→ **TEXT**:
-=-=-=-=-
10. Your gums are made up of the soft tissue that covers the bone in your mouth, holding the teeth in place. The gums or gingiva surrounds the teeth and covers the jaw bone, creating a protective barrier.
9. Healthy gums are pink, and tough and are not painful to temperature, and pressure, and do not bleed. Bleeding and red gums is a sign of trouble. Bleeding when brushing or flossing usually indicates gum disease.
8. There are two main types of gum disease - gingivitis and periodontitis.
Gingivitis or gum disease occurs when bacteria collects along the edges of the gum and causes an inflammation and infection of the gums and bleeding occurs. This process is reversible once the bacteria have been removed.
Periodontitis (or periodontal disease | jaw bone disease) occurs when the bacteria gets trapped further down under the gums and causes damage and loss of the bone around the teeth. Bleeding, food trapping, gum recession or shrinking, a bad taste in the mouth and bad breath are all signs that gum disease is most likely occurring.
-=-=-=-=-
→ **DATASET**:
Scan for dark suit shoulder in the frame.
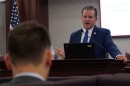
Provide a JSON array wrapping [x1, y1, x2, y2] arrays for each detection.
[[71, 29, 82, 35]]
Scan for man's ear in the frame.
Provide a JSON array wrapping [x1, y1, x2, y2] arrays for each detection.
[[4, 54, 12, 70]]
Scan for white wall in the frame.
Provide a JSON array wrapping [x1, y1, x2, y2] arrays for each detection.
[[49, 0, 130, 54]]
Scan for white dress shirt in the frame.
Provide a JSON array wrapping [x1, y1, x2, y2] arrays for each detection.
[[80, 27, 94, 43]]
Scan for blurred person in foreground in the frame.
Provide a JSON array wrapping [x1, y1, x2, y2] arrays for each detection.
[[4, 21, 52, 86]]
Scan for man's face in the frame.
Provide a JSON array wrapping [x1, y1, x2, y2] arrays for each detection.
[[81, 10, 97, 30]]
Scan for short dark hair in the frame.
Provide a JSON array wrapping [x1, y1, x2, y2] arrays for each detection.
[[8, 21, 51, 66], [81, 6, 98, 17]]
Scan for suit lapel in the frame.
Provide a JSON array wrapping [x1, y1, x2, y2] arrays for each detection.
[[90, 26, 97, 43], [77, 29, 82, 43]]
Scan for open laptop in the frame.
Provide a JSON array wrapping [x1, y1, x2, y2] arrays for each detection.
[[64, 43, 96, 59]]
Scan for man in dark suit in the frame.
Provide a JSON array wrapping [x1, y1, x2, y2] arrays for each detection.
[[1, 22, 51, 86], [57, 6, 127, 62]]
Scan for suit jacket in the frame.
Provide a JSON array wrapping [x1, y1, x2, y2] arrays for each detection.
[[0, 76, 52, 86], [69, 26, 121, 58]]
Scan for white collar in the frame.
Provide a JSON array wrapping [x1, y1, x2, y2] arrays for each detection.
[[82, 27, 94, 33], [15, 72, 46, 81]]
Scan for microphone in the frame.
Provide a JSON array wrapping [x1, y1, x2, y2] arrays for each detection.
[[88, 36, 109, 59]]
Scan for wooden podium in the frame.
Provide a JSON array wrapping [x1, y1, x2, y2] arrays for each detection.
[[0, 59, 130, 77], [50, 59, 126, 76]]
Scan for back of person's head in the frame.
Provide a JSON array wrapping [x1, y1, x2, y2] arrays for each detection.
[[7, 21, 51, 67], [81, 5, 98, 17]]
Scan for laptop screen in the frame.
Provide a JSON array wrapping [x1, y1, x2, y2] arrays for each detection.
[[64, 43, 96, 59]]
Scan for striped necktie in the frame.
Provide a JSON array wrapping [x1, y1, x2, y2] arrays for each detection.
[[82, 30, 88, 43]]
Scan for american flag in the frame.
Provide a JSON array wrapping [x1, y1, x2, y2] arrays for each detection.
[[10, 0, 19, 30]]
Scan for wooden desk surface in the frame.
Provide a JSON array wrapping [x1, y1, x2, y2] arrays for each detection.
[[0, 59, 130, 77]]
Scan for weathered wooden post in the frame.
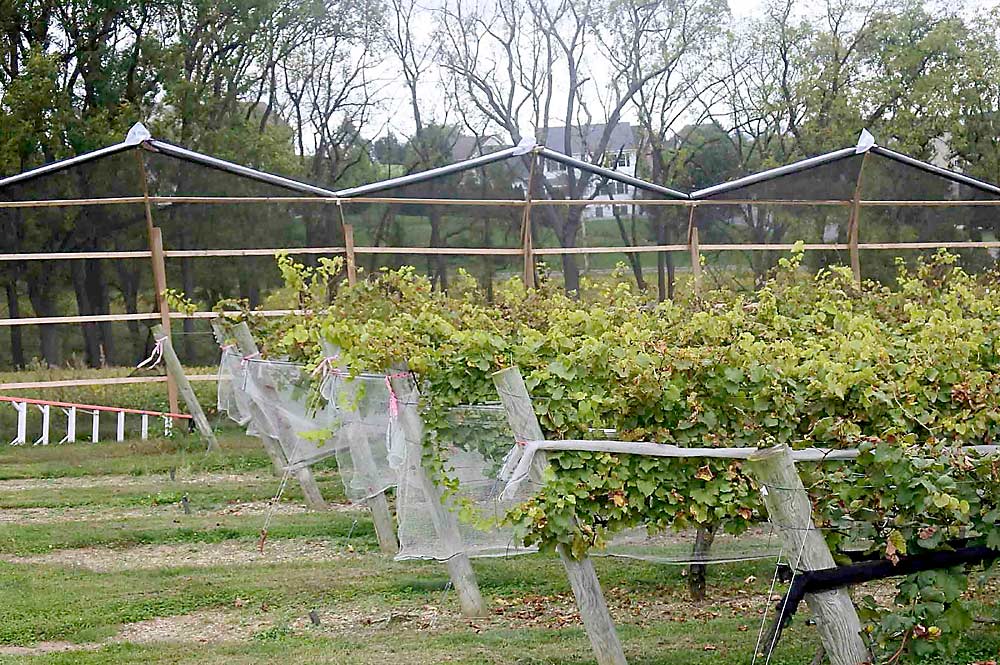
-=-=-=-=-
→ **TASKS TO COMPLETE**:
A. Reproduce word for word everything in the text on gums from "9. Healthy gums" down to "have been removed.".
B. Using the text on gums, decide whether each statement agrees with it. Answer yes or no for each, and quote the deciding words.
(i) The inflammation caused by gingivitis can be reversed once the bacteria are removed.
(ii) Healthy gums are red.
(iii) Periodontitis damages the bone around the teeth.
C. Extend the numbered text on gums, starting after its last sentence.

→ **ANSWERS FOR THE TASKS**:
A.
9. Healthy gums are pink, and tough and are not painful to temperature, and pressure, and do not bleed. Bleeding and red gums is a sign of trouble. Bleeding when brushing or flossing usually indicates gum disease.
8. There are two main types of gum disease - gingivitis and periodontitis.
Gingivitis or gum disease occurs when bacteria collects along the edges of the gum and causes an inflammation and infection of the gums and bleeding occurs. This process is reversible once the bacteria have been removed.

B.
(i) Yes: "This process is reversible once the bacteria have been removed."
(ii) No: "Healthy gums are pink, and tough and are not painful to temperature, and pressure, and do not bleed."
(iii) Yes: "causes damage and loss of the bone around the teeth"

C.
7. Periodontitis effects 1 in 4 Australian adults. Tooth loss is quite often the end result.
6. If you were able to lay your gums out flat, they would cover the same surface area as your forearm! If your gums are inflamed and infected, this is actually a large area of your body when you think about it like this.
5. The gums can recede or shrink away if you are too aggressive with your brushing. Protect your gums by using an electric toothbrush, with a pressure sensor feature. If you do use a manual toothbrush, hold the toothbrush so the bristles point at your gumline at a 45 degree angle and brush with a circular motion.
4. Dental plaque is a complex community of bacteria that begins forming again almost immediately after you have cleaned your teeth. The older and more mature plaque gets, the more damaging it becomes- releasing toxins that destroy the bone around the teeth.
3. Careful daily removal of plaque is the best way to prevent gum disease. Brush twice a day preferably Floss the teeth you wish to keep!
2. Gums can flare up during certain times of life- Hormonal fluctuations present particularly during puberty, pregnancy and menopause can lead to an increase in gingivitis. It is very important to see the dentist regularly during these times.
1. Seeing your dentist and hygienist for preventive care will help prevent gum problems and allow us to identify any changes up before they result in possible irreversible damage.